■ **TASK TO COMPLETE**
Draw out every line with the word "element" from the listing below.

--- START ---

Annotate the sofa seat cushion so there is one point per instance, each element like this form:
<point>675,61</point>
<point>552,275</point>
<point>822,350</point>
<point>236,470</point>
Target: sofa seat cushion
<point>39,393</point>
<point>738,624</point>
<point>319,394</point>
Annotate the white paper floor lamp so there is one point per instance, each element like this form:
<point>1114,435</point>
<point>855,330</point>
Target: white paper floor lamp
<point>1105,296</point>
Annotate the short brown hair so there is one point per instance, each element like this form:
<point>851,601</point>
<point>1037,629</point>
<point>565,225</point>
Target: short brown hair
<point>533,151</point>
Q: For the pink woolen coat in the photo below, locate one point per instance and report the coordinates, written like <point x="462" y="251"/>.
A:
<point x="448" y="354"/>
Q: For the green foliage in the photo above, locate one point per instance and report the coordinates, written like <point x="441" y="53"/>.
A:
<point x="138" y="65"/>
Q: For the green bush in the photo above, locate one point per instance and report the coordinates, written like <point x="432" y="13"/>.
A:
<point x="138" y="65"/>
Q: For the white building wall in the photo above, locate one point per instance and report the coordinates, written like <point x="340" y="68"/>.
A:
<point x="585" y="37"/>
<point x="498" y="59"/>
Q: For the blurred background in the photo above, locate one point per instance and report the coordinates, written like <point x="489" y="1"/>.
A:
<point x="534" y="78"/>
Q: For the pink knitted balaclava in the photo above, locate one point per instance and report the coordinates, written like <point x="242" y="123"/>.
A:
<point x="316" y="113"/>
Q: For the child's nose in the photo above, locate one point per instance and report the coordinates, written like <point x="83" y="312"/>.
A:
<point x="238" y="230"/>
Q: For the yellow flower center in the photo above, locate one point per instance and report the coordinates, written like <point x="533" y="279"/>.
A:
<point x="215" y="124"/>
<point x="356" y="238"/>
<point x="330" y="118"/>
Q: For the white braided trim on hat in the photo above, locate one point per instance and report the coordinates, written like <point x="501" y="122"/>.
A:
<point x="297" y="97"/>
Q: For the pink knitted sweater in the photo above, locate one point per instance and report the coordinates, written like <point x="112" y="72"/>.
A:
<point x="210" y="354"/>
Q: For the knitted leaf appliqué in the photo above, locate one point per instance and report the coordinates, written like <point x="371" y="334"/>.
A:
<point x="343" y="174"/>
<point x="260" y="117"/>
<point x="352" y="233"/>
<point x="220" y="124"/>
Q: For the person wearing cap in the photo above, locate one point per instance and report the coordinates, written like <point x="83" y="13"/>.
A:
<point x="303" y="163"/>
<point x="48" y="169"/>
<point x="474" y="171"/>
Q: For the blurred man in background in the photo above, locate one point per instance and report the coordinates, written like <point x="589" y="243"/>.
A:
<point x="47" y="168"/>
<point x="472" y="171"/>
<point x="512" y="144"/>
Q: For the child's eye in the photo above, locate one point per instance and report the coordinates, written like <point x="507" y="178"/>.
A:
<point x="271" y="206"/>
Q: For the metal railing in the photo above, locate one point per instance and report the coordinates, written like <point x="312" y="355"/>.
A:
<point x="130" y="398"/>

--- END ---

■ **EXERCISE OUTPUT**
Annotate the sofa seat cushion so there is one point per instance, each element like this form:
Annotate the white paper floor lamp so there is one point per instance, each element like this form:
Annotate the short brown hair so there is one point per instance, each element like this form:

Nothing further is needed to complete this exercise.